• TEXT PROVIDED

————————

The SDC magazine for
development and cooperation
DEZA
Issue: 03/2023

Recently, I saw a moving documentary on a Belgian channel about a trans man. The gender reassignment surgery had put this person in a traumatic state where the now almost genderless person found their existence questioned and felt distraught about what he had become.

The film brought back memories of a case in Africa from the heart of the Mammisi voodoo community ten years ago. One of the deities of this centuries-old African religion is the water goddess Mami Wata who encourages her followers to follow the path of seduction, pleasure and conquest. For the Mina people living along the coasts of Benin, Togo and Ghana, being a follower of Mami Wata means to celebrate femininity and prepare the body to be consecrated as an object of the goddess’ desire for achieving bliss.

When Solie, who was engaged to a photographer, left the Mami Wata community in Benin's largest city of Cotonou, she changed her sexual orientation. A Mammisi whom she had got to know during her initiation became her new partner. Her parents were unable to shake her decision and threatened to disown her. But the young woman was adamant. Finally, driven into a corner, she set herself on fire. This incident shook the entire community.

Contrary to what is widely believed in Africa, changing one’s sexual orientation is not a "decadent and degenerate" concept from the West. It is a conscious decision about something that already existed at birth or emerged during development, and which one sometimes accepts only against enormous resistance from a violent and hostile environment dominated by traditional gender roles.

————————

• INSTRUCTIONS
1. Print the portion of the SDC magazine text between "When Solie, who" and "traditional gender roles.", inclusive.
2. In the SDC magazine text, which city was the Mami Wata community that Solie left located in?
3. Go on with the SDC magazine text, starting after its final sentence.
The material that comes next has no connection to the SDC magazine text.

• DATA RECORDS

————————

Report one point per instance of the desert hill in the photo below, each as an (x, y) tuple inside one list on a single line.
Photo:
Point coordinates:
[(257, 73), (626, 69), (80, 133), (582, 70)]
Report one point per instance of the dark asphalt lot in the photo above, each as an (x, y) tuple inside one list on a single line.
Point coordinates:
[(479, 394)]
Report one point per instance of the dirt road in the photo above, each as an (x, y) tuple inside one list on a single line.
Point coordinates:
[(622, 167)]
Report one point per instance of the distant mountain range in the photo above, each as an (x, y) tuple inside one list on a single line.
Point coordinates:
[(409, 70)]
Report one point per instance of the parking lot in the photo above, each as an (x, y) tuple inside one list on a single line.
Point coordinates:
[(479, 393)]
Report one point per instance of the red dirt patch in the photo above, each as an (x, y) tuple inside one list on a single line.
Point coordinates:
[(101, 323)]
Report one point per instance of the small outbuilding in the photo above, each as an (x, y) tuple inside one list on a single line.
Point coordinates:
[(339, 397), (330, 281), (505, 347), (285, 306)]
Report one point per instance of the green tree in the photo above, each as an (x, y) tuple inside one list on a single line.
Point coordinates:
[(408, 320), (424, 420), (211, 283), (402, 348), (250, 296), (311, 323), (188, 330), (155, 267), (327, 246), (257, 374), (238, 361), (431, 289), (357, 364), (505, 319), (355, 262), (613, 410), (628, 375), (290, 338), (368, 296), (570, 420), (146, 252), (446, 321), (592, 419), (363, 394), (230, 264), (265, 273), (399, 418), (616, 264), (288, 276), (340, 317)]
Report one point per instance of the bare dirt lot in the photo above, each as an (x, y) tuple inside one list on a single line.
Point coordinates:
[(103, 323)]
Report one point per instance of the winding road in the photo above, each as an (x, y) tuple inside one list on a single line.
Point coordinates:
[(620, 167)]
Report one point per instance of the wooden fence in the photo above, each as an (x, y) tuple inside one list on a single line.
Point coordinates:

————————

• EXERCISE ANSWERS
1.
When Solie, who was engaged to a photographer, left the Mami Wata community in Benin's largest city of Cotonou, she changed her sexual orientation. A Mammisi whom she had got to know during her initiation became her new partner. Her parents were unable to shake her decision and threatened to disown her. But the young woman was adamant. Finally, driven into a corner, she set herself on fire. This incident shook the entire community.

Contrary to what is widely believed in Africa, changing one’s sexual orientation is not a "decadent and degenerate" concept from the West. It is a conscious decision about something that already existed at birth or emerged during development, and which one sometimes accepts only against enormous resistance from a violent and hostile environment dominated by traditional gender roles.

2. Cotonou, Benin's largest city.

3.
It’s a highly controversial topic, so it is not surprising that hardliners in Africa reject the instrumentalisation of these issues by the international LGBT movement and its discourse which can sometimes be insensitive and domineering. Those fighting for the LGBT cause should be the first to appreciate that unhelpful attitudes and narratives can do more harm than good. But many of the actors don’t seem to grasp the extent of rejection in African societies for Western paradigms, the result of centuries of – sometimes only imagined – diktats from the West.

They do not comprehend the wariness in Africa for all types of copy-paste approaches. Africans have their own experiences in dealing with sexual fringe groups, so interfering in spaces that are taboo for Africans can end up in killings and murders. "What you do in your bedroom is none of my business," protests a Senegalese pop star. So why tear down all the veils and be outraged if not everyone looks? 

FLORENT COUAO-ZOTTI is a journalist and art critic from Benin. He has published two dozen novels, novellas and plays in France and has received many awards such as the Prix Roland Jouvenel of the Académie française in 2019. He lives and works in Cotonou, Benin’s commercial capital and largest city.